TEXT PROVIDED

::::

The potential bias of an expert witness is not usually a ground for excluding expert testimony. Bias goes to credibility and credibility is for the jury, not the trial judge, to determine. Before an expert can be excluded for bias, the bias must generally be so obvious that a judge can say as a matter of law that the witness is an unreliable source of information.
On the other hand, the bias of a witness is always a relevant issue in a trial. Lawyers generally rely on cross-examination as a tool to expose bias. However, the maxim that lawyers should not ask a question unless they know the answer should motivate lawyers to discover evidence of bias before the expert witness takes the stand.
Unless an expert witness has a personal relationship with a party or a political axe to grind, an expert’s financial incentive to give favorable testimony is usually the strongest evidence of potential bias. The extent to which claims of financial bias are likely to sway a jury depends on the facts of the case.
Juries understand that expert witnesses are paid for their time. Everyone understands that being paid to testify creates a risk that the expert will slant testimony to favor the party paying the expert’s fee. That risk is captured in the German proverb, “Whose bread I eat, his song I sing.”
When each side calls a retained expert, however, the risk that experts will be viewed as hired guns tends to offset. One study suggests that the “hired gun” perception is strongest when an expert testifies frequently and earns substantial compensation from giving expert testimony. The study also concludes that juries are most likely to view an expert as biased when they don’t understand the expert’s testimony.
Lawyers can minimize the “hired gun effect” by assuring that the expert’s testimony is easy for the jury to comprehend. When juries think that an expert is making sense, they are less likely to dismiss expert testimony as the product of bias.

::::

RAW DATA

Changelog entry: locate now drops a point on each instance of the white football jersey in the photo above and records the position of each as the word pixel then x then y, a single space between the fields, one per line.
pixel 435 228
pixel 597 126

::::

GOAL OF THE EXERCISE
Please copy the passage on expert witness bias word for word, starting with "On the other" and going on through "of the case.". The data has no connection to the passage on expert witness bias.

EXERCISE ANSWER
On the other hand, the bias of a witness is always a relevant issue in a trial. Lawyers generally rely on cross-examination as a tool to expose bias. However, the maxim that lawyers should not ask a question unless they know the answer should motivate lawyers to discover evidence of bias before the expert witness takes the stand.
Unless an expert witness has a personal relationship with a party or a political axe to grind, an expert’s financial incentive to give favorable testimony is usually the strongest evidence of potential bias. The extent to which claims of financial bias are likely to sway a jury depends on the facts of the case.